Request →
Rescale the bounding-box coordinates in the listing between the line holding "Looking at the image above, whereabouts is the range" and the line holding "[201,416,451,480]", inclusive. Multiply each coordinate by 2.15, round to whole numbers with halves going up, and write every line of that stretch again, keeping all other lines unchanged.

Entries taken from a collection
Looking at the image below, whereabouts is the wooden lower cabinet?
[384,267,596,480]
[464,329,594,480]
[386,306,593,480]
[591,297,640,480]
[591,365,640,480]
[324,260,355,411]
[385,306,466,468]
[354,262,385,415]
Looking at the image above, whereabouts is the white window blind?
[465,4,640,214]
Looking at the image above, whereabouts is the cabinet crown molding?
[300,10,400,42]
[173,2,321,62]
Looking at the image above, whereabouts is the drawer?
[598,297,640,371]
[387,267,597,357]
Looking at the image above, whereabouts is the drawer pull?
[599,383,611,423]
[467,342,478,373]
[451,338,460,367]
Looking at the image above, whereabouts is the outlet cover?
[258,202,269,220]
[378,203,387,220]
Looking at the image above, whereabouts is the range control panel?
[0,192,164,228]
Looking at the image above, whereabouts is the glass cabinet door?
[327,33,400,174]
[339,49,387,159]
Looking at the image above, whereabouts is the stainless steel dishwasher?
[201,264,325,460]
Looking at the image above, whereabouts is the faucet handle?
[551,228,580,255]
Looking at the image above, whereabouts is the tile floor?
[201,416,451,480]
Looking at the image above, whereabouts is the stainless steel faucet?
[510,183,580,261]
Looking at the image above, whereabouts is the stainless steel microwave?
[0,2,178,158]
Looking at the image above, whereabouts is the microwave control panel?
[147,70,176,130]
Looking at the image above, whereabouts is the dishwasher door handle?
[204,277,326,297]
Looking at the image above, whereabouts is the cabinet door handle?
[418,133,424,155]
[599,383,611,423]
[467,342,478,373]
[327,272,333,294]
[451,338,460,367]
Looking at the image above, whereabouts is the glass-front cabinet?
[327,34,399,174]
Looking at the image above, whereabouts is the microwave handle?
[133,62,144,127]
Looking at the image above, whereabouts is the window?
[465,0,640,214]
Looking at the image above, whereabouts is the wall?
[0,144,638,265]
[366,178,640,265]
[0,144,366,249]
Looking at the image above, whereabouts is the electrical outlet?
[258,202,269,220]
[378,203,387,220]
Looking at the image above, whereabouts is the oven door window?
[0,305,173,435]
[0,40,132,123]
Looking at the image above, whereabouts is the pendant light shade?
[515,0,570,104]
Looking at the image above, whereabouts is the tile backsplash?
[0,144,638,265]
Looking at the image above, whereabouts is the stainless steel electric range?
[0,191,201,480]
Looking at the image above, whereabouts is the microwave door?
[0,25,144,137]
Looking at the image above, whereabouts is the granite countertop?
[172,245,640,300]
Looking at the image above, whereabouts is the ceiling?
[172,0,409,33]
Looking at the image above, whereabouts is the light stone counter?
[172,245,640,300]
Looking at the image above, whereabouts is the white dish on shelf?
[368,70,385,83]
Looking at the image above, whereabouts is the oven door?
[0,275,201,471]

Answer to the problem →
Looking at the image above, whereabouts is the range control panel?
[0,413,353,490]
Looking at the image above, whereabouts is the glass cabinet door?
[703,71,860,374]
[729,105,832,342]
Looking at the image above, whereabouts is the stainless steel dishwasher?
[432,568,699,989]
Looking at the image above, whereabouts is the faucet handle?
[1185,490,1247,548]
Looking at the image above, whereabouts is the tile floor?
[432,894,970,1032]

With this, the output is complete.